TASK PROMPT: Rewrite the entries from the line with "One marker per instance of the sky" up to and including the line with "[(174, 129)]" as a numbered list, leaving out any blank lines.

DATA ENTRIES:
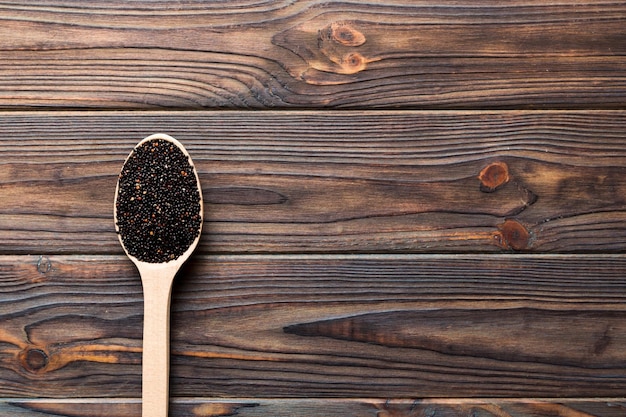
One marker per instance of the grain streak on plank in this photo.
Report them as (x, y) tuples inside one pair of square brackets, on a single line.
[(322, 182), (391, 326), (313, 54), (314, 407)]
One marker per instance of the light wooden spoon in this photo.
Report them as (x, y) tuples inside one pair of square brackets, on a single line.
[(157, 279)]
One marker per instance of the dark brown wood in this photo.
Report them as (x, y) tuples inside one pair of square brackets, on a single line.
[(325, 182), (613, 407), (404, 326), (312, 53)]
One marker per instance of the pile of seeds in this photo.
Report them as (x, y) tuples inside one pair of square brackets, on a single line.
[(158, 203)]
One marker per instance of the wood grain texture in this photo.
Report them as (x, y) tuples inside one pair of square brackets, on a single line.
[(313, 54), (326, 182), (403, 326), (601, 407)]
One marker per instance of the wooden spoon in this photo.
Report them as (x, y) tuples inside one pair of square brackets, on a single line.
[(157, 278)]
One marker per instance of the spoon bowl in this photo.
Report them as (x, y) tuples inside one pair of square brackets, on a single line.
[(154, 181)]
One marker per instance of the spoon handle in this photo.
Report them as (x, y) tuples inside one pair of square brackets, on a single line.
[(157, 287)]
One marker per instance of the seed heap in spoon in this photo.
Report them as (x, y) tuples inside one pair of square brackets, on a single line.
[(158, 202)]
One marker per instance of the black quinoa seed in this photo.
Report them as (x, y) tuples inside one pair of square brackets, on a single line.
[(158, 203)]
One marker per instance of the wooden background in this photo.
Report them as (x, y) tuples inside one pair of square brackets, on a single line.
[(413, 208)]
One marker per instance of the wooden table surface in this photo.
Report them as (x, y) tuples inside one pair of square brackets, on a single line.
[(412, 208)]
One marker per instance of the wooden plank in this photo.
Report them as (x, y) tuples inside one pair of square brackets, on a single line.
[(313, 54), (601, 407), (323, 182), (402, 326)]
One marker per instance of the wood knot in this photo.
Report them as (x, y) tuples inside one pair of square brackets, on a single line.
[(512, 235), (493, 176), (353, 62), (44, 265), (344, 34), (34, 360)]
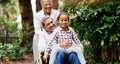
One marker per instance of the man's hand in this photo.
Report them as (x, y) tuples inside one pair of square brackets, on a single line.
[(45, 57), (64, 44)]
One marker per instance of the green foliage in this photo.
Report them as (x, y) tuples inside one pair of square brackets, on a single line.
[(13, 51), (100, 27)]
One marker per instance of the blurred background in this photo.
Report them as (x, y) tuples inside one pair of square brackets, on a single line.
[(96, 22)]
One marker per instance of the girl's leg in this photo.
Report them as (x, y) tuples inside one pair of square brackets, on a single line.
[(54, 52), (60, 58), (79, 53)]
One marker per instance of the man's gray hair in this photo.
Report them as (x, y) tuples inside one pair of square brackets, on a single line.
[(45, 18), (44, 0)]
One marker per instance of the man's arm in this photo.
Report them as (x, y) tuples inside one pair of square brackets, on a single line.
[(76, 40)]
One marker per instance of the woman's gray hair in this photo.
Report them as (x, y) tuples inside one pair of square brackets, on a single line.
[(45, 18)]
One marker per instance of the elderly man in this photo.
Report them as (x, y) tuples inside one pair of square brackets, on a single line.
[(46, 11), (61, 58)]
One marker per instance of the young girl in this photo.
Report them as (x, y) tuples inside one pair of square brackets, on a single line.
[(64, 33)]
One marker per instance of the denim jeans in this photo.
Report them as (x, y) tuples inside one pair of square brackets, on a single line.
[(64, 58)]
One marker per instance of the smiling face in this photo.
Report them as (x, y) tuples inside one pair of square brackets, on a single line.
[(63, 21), (49, 25), (47, 6)]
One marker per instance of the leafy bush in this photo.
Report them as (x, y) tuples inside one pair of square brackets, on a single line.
[(99, 28), (12, 51)]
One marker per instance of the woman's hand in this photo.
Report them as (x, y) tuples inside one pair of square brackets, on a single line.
[(45, 58)]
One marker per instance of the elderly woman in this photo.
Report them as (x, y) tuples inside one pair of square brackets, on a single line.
[(38, 42)]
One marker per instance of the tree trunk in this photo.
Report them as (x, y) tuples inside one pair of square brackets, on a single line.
[(27, 21)]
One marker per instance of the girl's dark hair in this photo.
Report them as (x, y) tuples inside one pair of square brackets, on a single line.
[(63, 13)]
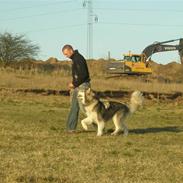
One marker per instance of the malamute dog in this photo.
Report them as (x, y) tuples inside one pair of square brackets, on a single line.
[(99, 112)]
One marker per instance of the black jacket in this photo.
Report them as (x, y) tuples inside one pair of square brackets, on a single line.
[(80, 72)]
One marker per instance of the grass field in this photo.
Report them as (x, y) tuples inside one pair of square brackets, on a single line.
[(35, 149)]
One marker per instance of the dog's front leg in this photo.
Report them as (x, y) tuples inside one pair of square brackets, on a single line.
[(85, 122), (101, 125)]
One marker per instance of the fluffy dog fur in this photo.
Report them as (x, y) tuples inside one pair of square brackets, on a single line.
[(99, 112)]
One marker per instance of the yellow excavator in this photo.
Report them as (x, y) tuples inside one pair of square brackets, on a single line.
[(138, 64)]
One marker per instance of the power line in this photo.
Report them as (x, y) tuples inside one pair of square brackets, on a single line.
[(41, 5), (41, 14), (140, 10), (140, 24), (55, 28)]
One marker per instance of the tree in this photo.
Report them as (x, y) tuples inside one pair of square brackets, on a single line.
[(16, 47)]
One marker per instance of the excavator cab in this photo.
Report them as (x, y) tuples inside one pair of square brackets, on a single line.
[(137, 64), (131, 64)]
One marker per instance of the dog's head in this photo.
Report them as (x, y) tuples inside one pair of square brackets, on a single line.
[(86, 96)]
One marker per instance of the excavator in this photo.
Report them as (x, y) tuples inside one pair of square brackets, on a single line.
[(138, 64)]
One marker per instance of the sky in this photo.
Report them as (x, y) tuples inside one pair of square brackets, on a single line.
[(123, 25)]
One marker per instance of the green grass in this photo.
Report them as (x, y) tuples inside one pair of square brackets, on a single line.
[(35, 149)]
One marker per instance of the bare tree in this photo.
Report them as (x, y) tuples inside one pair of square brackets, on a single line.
[(16, 47)]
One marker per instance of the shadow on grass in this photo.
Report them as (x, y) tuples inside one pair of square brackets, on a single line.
[(174, 129)]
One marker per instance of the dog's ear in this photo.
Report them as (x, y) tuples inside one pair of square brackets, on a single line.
[(88, 90)]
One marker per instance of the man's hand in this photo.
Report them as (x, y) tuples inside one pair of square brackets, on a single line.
[(71, 86)]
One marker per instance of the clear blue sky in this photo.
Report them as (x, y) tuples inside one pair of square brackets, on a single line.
[(123, 25)]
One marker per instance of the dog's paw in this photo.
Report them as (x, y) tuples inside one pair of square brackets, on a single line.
[(125, 134), (114, 133), (85, 127), (99, 134)]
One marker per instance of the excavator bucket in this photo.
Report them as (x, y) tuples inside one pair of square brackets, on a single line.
[(181, 50)]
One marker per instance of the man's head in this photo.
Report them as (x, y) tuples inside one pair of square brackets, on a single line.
[(68, 50)]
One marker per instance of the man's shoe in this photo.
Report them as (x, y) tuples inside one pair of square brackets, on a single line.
[(71, 131)]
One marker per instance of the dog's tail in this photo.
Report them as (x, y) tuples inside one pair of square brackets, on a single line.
[(136, 101)]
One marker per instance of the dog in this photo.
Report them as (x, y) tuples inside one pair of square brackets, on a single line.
[(99, 112)]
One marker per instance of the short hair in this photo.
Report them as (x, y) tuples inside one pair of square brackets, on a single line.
[(67, 46)]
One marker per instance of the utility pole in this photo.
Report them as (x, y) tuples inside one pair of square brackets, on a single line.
[(90, 20)]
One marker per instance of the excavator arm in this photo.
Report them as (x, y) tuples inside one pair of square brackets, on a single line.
[(163, 47)]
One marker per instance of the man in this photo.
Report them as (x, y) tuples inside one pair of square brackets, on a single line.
[(80, 81)]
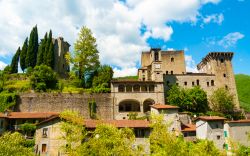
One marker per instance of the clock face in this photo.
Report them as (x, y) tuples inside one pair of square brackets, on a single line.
[(157, 66)]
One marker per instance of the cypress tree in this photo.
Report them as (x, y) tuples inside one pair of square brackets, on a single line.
[(41, 51), (23, 54), (14, 62), (50, 51), (32, 49)]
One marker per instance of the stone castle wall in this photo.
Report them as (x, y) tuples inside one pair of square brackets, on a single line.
[(57, 102)]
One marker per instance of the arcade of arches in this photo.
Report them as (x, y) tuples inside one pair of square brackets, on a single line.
[(134, 105)]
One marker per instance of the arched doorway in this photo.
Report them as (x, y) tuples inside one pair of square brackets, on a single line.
[(129, 106), (146, 105)]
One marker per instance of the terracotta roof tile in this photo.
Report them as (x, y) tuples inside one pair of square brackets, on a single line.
[(118, 123), (162, 106), (188, 127), (210, 118), (30, 115), (240, 121)]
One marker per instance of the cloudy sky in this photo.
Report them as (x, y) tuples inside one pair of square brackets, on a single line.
[(124, 28)]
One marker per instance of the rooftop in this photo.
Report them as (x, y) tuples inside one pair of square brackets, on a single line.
[(210, 118), (162, 106), (28, 115)]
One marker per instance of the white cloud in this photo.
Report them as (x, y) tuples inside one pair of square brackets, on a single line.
[(115, 24), (215, 18), (190, 64), (2, 65), (230, 39)]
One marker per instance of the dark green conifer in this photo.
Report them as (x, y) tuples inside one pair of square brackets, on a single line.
[(23, 54), (14, 62)]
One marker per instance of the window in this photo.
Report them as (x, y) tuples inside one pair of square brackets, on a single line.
[(172, 59), (45, 132), (212, 82), (44, 148), (198, 82), (121, 88), (218, 137)]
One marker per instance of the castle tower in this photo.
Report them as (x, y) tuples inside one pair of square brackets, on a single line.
[(61, 47), (219, 63)]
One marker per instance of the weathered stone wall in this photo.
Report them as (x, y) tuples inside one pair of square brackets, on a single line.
[(56, 102)]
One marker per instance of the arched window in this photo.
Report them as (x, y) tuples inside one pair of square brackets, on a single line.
[(129, 106), (121, 88), (172, 59), (212, 82), (136, 88)]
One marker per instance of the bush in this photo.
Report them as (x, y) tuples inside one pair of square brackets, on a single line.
[(43, 78)]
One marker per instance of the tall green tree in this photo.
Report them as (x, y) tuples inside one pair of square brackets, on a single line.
[(14, 62), (86, 55), (23, 54), (41, 56), (32, 49), (50, 51)]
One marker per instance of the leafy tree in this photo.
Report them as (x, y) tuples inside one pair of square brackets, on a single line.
[(193, 100), (32, 49), (23, 54), (43, 78), (222, 101), (73, 130), (41, 56), (14, 144), (103, 77), (14, 62), (86, 55)]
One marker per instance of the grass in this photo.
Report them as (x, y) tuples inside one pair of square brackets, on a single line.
[(243, 89)]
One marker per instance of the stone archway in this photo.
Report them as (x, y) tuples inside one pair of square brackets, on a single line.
[(146, 105), (129, 106)]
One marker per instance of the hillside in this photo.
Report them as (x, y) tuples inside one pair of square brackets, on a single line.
[(243, 89)]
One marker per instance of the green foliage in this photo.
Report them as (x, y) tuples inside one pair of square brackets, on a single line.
[(92, 109), (23, 54), (14, 62), (73, 130), (243, 89), (193, 100), (86, 55), (31, 56), (28, 128), (14, 144), (41, 56), (162, 142), (43, 78), (222, 101), (7, 100), (108, 140)]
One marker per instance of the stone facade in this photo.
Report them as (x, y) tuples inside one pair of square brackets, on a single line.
[(56, 102), (61, 47)]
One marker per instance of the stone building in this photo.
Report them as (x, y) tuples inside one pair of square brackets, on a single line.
[(61, 47), (211, 128)]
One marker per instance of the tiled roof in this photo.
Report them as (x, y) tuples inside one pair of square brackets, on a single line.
[(118, 123), (188, 127), (240, 121), (211, 118), (28, 115), (162, 106)]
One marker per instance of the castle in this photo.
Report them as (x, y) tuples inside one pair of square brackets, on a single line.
[(161, 69)]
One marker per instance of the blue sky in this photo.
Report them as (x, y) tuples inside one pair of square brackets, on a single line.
[(125, 28)]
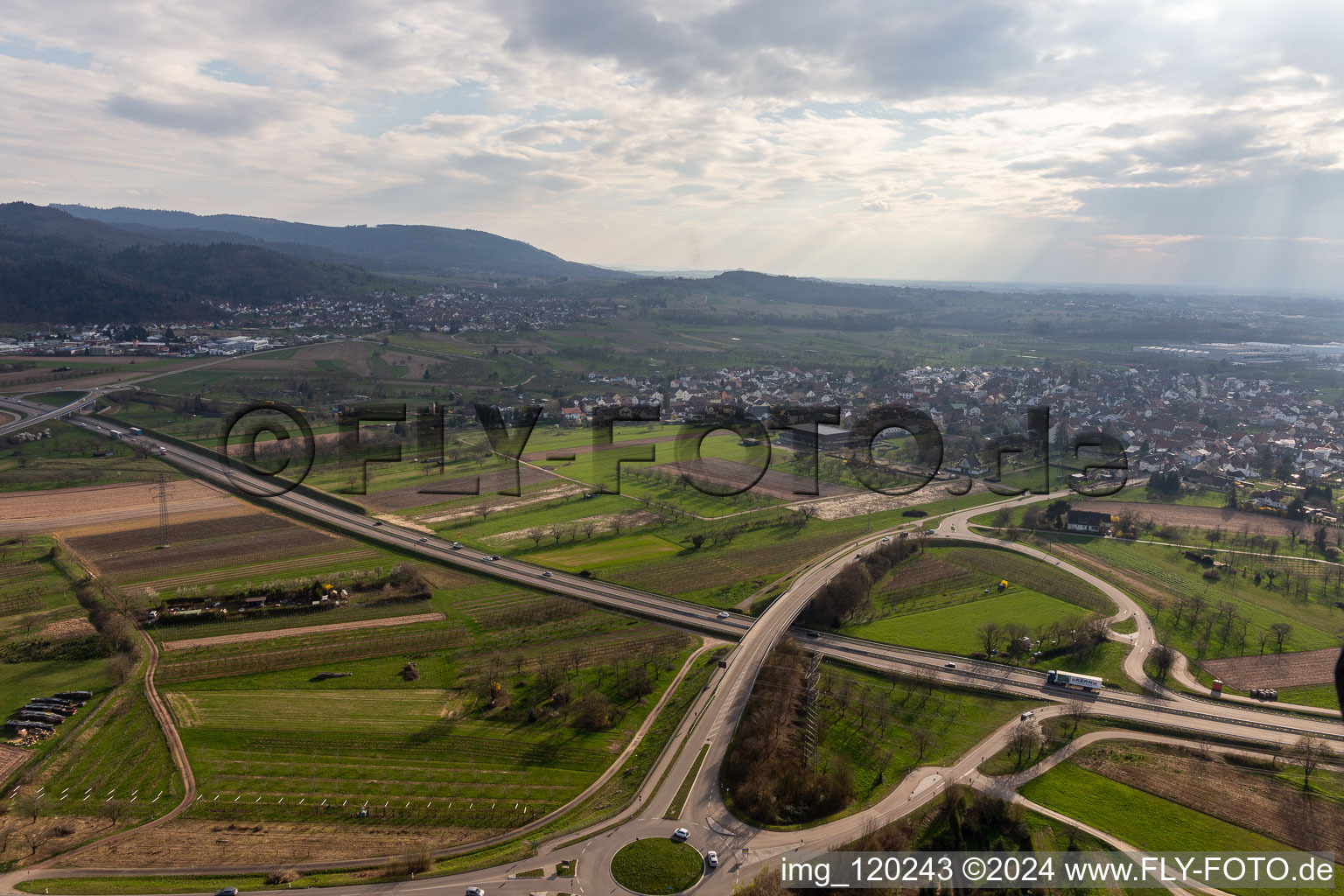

TASK OUTPUT:
1. One marker per instance of the sky in this photo.
2. Report them as (x, y) tuples inside one pair of square brackets, on a single line.
3. [(123, 25)]
4. One marker per instance of the green grass in this photo.
5. Report them as (x, y) tuples inside one pair of square brackets, on a single line.
6. [(35, 149)]
7. One marker per instance of the bare tree in this photo.
8. Report them as (x, y) tuples inside one pair of square brackets, on a single line.
9. [(16, 47)]
10. One marker per instance of the shadow on grass in this photo.
11. Report them as (x, y) tuples inside one pair of square brackets, on a single line.
12. [(174, 129)]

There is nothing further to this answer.